§ Items from a data source:
== Segment start ==
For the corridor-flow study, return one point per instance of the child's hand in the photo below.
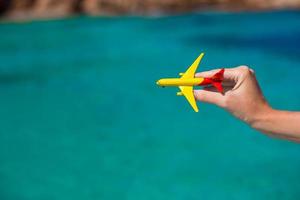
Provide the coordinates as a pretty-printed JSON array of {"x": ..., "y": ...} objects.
[{"x": 242, "y": 96}]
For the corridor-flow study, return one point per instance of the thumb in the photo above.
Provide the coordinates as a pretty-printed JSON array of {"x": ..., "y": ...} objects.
[{"x": 209, "y": 97}]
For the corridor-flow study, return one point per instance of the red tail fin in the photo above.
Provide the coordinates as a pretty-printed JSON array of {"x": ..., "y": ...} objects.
[
  {"x": 219, "y": 76},
  {"x": 217, "y": 80}
]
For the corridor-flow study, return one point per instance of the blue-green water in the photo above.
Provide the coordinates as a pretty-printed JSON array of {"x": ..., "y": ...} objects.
[{"x": 82, "y": 118}]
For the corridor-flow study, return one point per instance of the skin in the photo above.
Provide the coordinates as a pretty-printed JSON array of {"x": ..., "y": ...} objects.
[{"x": 244, "y": 99}]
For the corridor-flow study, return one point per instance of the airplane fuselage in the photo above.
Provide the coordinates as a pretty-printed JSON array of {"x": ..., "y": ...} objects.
[{"x": 180, "y": 82}]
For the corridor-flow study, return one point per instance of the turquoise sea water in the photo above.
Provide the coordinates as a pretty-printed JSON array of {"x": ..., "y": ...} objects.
[{"x": 82, "y": 118}]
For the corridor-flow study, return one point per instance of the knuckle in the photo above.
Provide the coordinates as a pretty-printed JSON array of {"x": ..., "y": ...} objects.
[{"x": 245, "y": 70}]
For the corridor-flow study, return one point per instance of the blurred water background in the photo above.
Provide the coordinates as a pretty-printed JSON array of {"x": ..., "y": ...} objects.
[{"x": 82, "y": 118}]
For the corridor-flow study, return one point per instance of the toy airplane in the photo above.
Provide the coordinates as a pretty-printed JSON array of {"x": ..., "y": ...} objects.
[{"x": 187, "y": 81}]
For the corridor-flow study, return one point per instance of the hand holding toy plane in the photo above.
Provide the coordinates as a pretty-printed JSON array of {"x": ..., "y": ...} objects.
[{"x": 188, "y": 80}]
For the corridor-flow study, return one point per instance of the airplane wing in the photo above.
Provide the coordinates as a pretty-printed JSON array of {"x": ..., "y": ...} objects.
[
  {"x": 187, "y": 91},
  {"x": 190, "y": 73}
]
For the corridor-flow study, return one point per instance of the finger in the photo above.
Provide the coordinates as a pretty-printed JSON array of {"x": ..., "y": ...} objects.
[
  {"x": 209, "y": 97},
  {"x": 213, "y": 89},
  {"x": 230, "y": 74}
]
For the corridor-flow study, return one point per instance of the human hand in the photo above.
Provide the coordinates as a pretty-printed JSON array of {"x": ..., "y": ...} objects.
[{"x": 242, "y": 95}]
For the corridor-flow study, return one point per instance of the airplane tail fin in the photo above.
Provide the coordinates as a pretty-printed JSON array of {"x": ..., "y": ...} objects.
[{"x": 217, "y": 79}]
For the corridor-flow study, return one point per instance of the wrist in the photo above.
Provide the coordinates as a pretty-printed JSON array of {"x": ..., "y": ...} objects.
[{"x": 262, "y": 117}]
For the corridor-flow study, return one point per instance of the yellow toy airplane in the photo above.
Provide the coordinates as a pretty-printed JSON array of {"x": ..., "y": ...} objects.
[{"x": 187, "y": 81}]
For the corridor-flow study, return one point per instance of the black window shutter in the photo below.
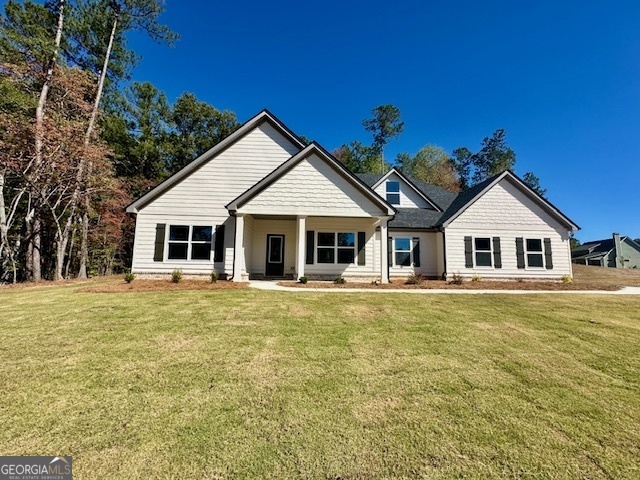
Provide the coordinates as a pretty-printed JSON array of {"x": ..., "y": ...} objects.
[
  {"x": 218, "y": 253},
  {"x": 497, "y": 253},
  {"x": 468, "y": 252},
  {"x": 310, "y": 246},
  {"x": 416, "y": 251},
  {"x": 520, "y": 251},
  {"x": 158, "y": 251},
  {"x": 361, "y": 248},
  {"x": 548, "y": 260}
]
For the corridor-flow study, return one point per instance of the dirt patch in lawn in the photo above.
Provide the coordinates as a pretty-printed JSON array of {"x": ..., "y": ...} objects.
[
  {"x": 147, "y": 285},
  {"x": 467, "y": 285}
]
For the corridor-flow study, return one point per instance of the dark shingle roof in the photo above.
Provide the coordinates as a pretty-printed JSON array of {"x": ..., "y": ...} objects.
[
  {"x": 438, "y": 195},
  {"x": 415, "y": 218},
  {"x": 463, "y": 198}
]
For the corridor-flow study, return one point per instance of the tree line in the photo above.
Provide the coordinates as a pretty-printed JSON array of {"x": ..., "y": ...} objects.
[
  {"x": 75, "y": 146},
  {"x": 457, "y": 171},
  {"x": 79, "y": 139}
]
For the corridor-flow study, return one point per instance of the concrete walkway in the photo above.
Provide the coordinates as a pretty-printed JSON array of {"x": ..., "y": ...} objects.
[{"x": 273, "y": 286}]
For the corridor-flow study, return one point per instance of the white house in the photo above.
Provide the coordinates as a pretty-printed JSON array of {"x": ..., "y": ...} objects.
[{"x": 262, "y": 204}]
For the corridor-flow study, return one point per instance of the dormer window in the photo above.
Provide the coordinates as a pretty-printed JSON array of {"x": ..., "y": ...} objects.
[{"x": 393, "y": 193}]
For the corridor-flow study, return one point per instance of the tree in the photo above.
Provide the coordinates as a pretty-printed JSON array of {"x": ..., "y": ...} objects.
[
  {"x": 358, "y": 158},
  {"x": 494, "y": 157},
  {"x": 385, "y": 125},
  {"x": 462, "y": 162},
  {"x": 432, "y": 165},
  {"x": 150, "y": 115},
  {"x": 198, "y": 127},
  {"x": 41, "y": 53},
  {"x": 533, "y": 182},
  {"x": 126, "y": 15}
]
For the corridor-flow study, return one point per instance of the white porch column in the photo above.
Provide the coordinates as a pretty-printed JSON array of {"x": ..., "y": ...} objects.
== Segment end ==
§ EXERCISE GOAL:
Pictures are to be dropped; every line of the records is to be returned unchanged.

§ PROBLEM SOLUTION:
For the corridor-flow study, return one point per instance of the child's hand in the photo below.
Provide the coordinates as a pretty-printed JSON array of {"x": ..., "y": ...} objects.
[{"x": 242, "y": 96}]
For the corridor-flow study, return one point per instance of the thumb in the photo above.
Provide the coordinates as a pretty-printed JSON array of {"x": ..., "y": ...} objects.
[{"x": 209, "y": 97}]
For the corridor-flow study, return one point per instance of the red tail fin in the photo above.
Provide the coordinates as a pretty-printed JSON array of {"x": ..., "y": ...} objects.
[
  {"x": 219, "y": 76},
  {"x": 217, "y": 80}
]
For the corridor-flow study, return one point per instance of the blue-green water in the photo above.
Provide the coordinates as a pretty-printed JSON array of {"x": ..., "y": ...} objects.
[{"x": 82, "y": 118}]
For the corridor-flow study, return one point per instance of the skin in the photo above.
Provide the coordinates as a pretty-printed JSON array of {"x": ..., "y": ...} objects.
[{"x": 244, "y": 99}]
For the corridor-flow study, return one point per instance of the airplane fuselage in the photo above.
Provide the coordinates as a pretty-printed JSON array of {"x": ..., "y": ...} objects.
[{"x": 180, "y": 82}]
For the corridor-flow study, return one point per instance of the turquoise sea water in the photo above.
Provide the coordinates as a pretty-printed JSON array of {"x": ..., "y": ...} objects.
[{"x": 82, "y": 118}]
For the corridor-flow study, return one point per instance of the knuckle in the photo above.
Provide the coordinates as a pretty-printed JSON array of {"x": ..., "y": ...} objects.
[{"x": 245, "y": 70}]
For the corridor-flow study, return one point per instance of the blurred water background in the photo above.
Provide the coordinates as a pretty-printed JSON array of {"x": ..., "y": ...} objects.
[{"x": 82, "y": 118}]
For the corridor-flow study, return one point per instance of the toy airplane in the photo above.
Provide the coordinates as a pretty-printed JSON array of {"x": ..., "y": ...} objects.
[{"x": 187, "y": 81}]
For the corridor-flow study, return one point per instance of the hand holding toy plane in the photo above.
Provide the coordinates as a pretty-printed JSON array of {"x": ..., "y": ...} objects.
[{"x": 188, "y": 80}]
For the corridor-flow study, return one point per instance of the airplane wing in the photo above.
Provide the coordinates as a pretty-printed JSON array of {"x": ..., "y": ...} objects.
[
  {"x": 187, "y": 91},
  {"x": 190, "y": 73}
]
For the corridor-flow study, return one point per instance of the finger in the photo above.
Provide the coordinates as a pretty-printed JSON array of {"x": ..., "y": ...} objects.
[
  {"x": 209, "y": 97},
  {"x": 213, "y": 89},
  {"x": 230, "y": 74}
]
For the corridor-flow study, return one point per instance of the human hand in the photo above.
Provide the coordinates as a pretty-printed JSON array of {"x": ..., "y": ...} objects.
[{"x": 242, "y": 95}]
For the corridor-flow study, return one point per instance of the airplane tail fin in the photo above.
Provide the coordinates as a pretty-printed JSON array of {"x": ..., "y": ...} objects.
[{"x": 217, "y": 79}]
For the corridor-flow study, return one point per instance of the wrist in the photo above.
Provide the coordinates as a pretty-printed JSON array of {"x": ..., "y": ...} objects.
[{"x": 262, "y": 117}]
For the corridor-flow study, return one point per instance of the yellow toy airplane in the photo above.
Provide the coordinates as a pretty-printed JSON array of {"x": ..., "y": ...} objects.
[{"x": 187, "y": 81}]
For the corridor-flow study, return one point per instance of the black window shutter in the photo below.
Provide the coordinates as a pretty-printed JSON array of {"x": ..., "y": ...} objects.
[
  {"x": 218, "y": 253},
  {"x": 497, "y": 253},
  {"x": 468, "y": 252},
  {"x": 310, "y": 246},
  {"x": 416, "y": 251},
  {"x": 520, "y": 251},
  {"x": 158, "y": 251},
  {"x": 361, "y": 248},
  {"x": 548, "y": 260}
]
For the corridor-flow study, return one point per instance of the dirt patch in lawn in the photo above.
Provide the coordinates as a pretty-printed JSON array of {"x": ..., "y": ...} objects.
[
  {"x": 147, "y": 285},
  {"x": 467, "y": 285}
]
For the corridor-flow study, return one point per instance of the dark shingle roof in the photo above.
Provide the coordinates as a pretty-printed JSON array of {"x": ..., "y": ...} objects.
[
  {"x": 438, "y": 195},
  {"x": 415, "y": 218},
  {"x": 463, "y": 198}
]
For the corridor-flow study, return one point per instance of the tree line in the photo above.
Provide the coordinates as a pretty-printed JSON array of {"x": ..., "y": ...} objects.
[
  {"x": 75, "y": 146},
  {"x": 457, "y": 171},
  {"x": 79, "y": 139}
]
For the corridor-flow study, return one point per instance of the concrete walkway in the photo above.
Provide the coordinates as a pretty-printed JSON array of {"x": ..., "y": ...} objects.
[{"x": 273, "y": 286}]
For the corridor-flow study, return one point per instance of the white house in the photo above.
Provide the coordinates as a pretty-printed JSON array of {"x": ..., "y": ...} objects.
[{"x": 262, "y": 204}]
For the corridor-flow study, return one point per instance of the dormer window in the photo above.
Provide the coordinates as a pretty-printed JSON array of {"x": ..., "y": ...} objects.
[{"x": 393, "y": 193}]
For the corridor-flow study, return one point per instance of the tree in the photo above.
Provide the coordinates as a pretty-printed JSON array of {"x": ..., "y": ...} objects.
[
  {"x": 358, "y": 158},
  {"x": 494, "y": 157},
  {"x": 385, "y": 125},
  {"x": 462, "y": 162},
  {"x": 432, "y": 165},
  {"x": 150, "y": 115},
  {"x": 198, "y": 127},
  {"x": 41, "y": 53},
  {"x": 533, "y": 182},
  {"x": 126, "y": 15}
]
For the corridor-flow study, return one point per instance of the white porch column in the photo above.
Provide the coordinates as a pretty-printed JSON array of {"x": ..., "y": ...} objects.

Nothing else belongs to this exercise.